Region annotation entries
* * * * *

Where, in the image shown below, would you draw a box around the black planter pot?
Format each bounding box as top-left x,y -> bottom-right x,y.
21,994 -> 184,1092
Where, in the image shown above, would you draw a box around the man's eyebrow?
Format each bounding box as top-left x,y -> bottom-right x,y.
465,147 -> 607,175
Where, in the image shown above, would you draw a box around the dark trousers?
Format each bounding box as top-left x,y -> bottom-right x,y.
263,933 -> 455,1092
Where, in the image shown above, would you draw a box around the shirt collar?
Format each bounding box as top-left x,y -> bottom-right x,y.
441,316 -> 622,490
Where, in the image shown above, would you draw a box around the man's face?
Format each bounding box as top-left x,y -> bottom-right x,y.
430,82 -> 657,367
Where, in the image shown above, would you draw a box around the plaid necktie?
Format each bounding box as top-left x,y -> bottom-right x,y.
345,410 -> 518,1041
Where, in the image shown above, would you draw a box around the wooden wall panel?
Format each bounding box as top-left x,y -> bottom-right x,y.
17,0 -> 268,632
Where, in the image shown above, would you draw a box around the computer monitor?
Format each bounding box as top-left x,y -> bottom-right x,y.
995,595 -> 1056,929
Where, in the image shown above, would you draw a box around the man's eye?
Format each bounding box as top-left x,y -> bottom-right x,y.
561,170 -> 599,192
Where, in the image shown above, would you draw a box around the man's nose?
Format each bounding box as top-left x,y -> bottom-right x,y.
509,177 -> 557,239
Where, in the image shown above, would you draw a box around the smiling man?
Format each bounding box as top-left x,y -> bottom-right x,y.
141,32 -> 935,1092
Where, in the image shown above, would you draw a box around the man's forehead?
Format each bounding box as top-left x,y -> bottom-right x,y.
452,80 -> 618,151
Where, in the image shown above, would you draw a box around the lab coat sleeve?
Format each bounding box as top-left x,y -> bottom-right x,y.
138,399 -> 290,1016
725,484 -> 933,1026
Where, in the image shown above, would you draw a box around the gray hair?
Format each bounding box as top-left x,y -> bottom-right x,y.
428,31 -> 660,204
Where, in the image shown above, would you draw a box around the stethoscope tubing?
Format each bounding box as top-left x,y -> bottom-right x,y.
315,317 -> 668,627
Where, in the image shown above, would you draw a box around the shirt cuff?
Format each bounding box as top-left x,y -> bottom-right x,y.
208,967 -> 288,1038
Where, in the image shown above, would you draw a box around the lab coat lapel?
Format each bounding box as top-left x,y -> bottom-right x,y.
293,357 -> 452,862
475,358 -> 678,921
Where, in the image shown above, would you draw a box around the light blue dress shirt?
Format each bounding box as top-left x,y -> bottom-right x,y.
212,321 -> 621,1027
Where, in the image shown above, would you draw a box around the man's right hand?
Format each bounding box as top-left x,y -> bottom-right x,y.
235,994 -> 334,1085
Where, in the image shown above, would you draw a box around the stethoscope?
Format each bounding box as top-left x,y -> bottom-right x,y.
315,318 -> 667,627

* * * * *

▶ **TASK**
Render every line of the items above as a numbered list, omitting blank lines.

▶ **FINAL RESULT**
1. Where, in the image shown below, would you draw a box around the black planter pot?
2. Format each bounding box as top-left x,y -> bottom-right x,y.
3. 21,994 -> 184,1092
4. Where, in the image shown above, would you draw a box around the man's eyebrow?
5. Format each bounding box as top-left x,y -> bottom-right x,y.
6. 465,147 -> 607,175
7. Where, in the image shown above, would you draw a box around the dark trousers?
8. Format each bounding box as top-left x,y -> bottom-right x,y.
9. 263,933 -> 455,1092
10. Where, in the image shown above, would you draw a box around the shirt collar?
11. Format each bounding box as top-left x,y -> bottom-right x,y.
12. 441,316 -> 622,490
13. Where, in the image shown above, would you draw a box around the man's face?
14. Format each bounding box as top-left x,y -> bottom-right x,y.
15. 430,82 -> 657,367
16. Where, in the image shown above, would you draw a box around the plaid necktie?
17. Format each bounding box as top-left x,y -> bottom-right x,y.
18. 345,410 -> 518,1041
19. Where, in the image shown above, would you draw a box around the wooden wall panel?
20. Format each bounding box as top-left x,y -> bottom-right x,y.
21. 17,0 -> 268,632
22. Where, in the image shown above, would you draw a box around the computer monitor?
23. Format each bounding box as top-left x,y -> bottom-right x,y.
24. 995,595 -> 1056,929
25. Where, in the image shown above, would you draw a box around the man's eye?
26. Format each bounding box as top-left x,y -> bottom-right x,y.
27. 561,170 -> 599,192
28. Where, in the image shown above, would you draw a box around the man's nose?
29. Format each bounding box as top-left x,y -> bottom-right x,y.
30. 509,177 -> 557,239
31. Where, in the image shown above, would you draw a box around the smiling man?
32. Format each bounding box as top-left x,y -> bottom-right x,y.
33. 141,32 -> 935,1092
34. Where, in the image shown above, would you draw a box around the man's forehead?
35. Format each bounding box as top-left x,y -> bottom-right x,y.
36. 452,80 -> 618,151
37. Where, in the image shown above, would you draw a box around the lab coat sleeve?
38. Format each bounding box as top-left x,y -> bottom-right x,y.
39. 138,399 -> 290,1016
40. 725,484 -> 933,1026
41. Where, in the image shown above, would you draw a box around the gray hair?
42. Format each bounding box as top-left x,y -> bottom-right x,y.
43. 428,31 -> 660,204
44. Where, in the image shown above, would you draw a box around the stethoscope tubing?
45. Format each bounding box as top-left x,y -> bottom-right x,y.
46. 315,317 -> 668,627
47. Where, in the image shown above, would you draw a box around the shirt cuff?
48. Format each bounding box as top-left x,y -> bottom-right x,y.
49. 208,967 -> 288,1038
50. Where, in the image shown above, would you draw a box around the lab coat lapel?
51. Format each bounding box as top-left x,y -> bottom-right x,y.
52. 293,357 -> 452,862
53. 475,358 -> 678,921
54. Where, in the image shown above, would you draw a box around the light blue dress shirt?
55. Format each bounding box as top-left x,y -> bottom-right x,y.
56. 212,321 -> 621,1027
57. Where, in the image shown above, would you draw a box around the man's right hand?
58. Format each bounding box as top-left x,y -> bottom-right x,y.
59. 235,994 -> 334,1085
60. Where, in the image shown above, would you draw a box around the stethoscope?
61. Format each bounding box as top-left x,y -> bottom-right x,y.
62. 315,318 -> 667,627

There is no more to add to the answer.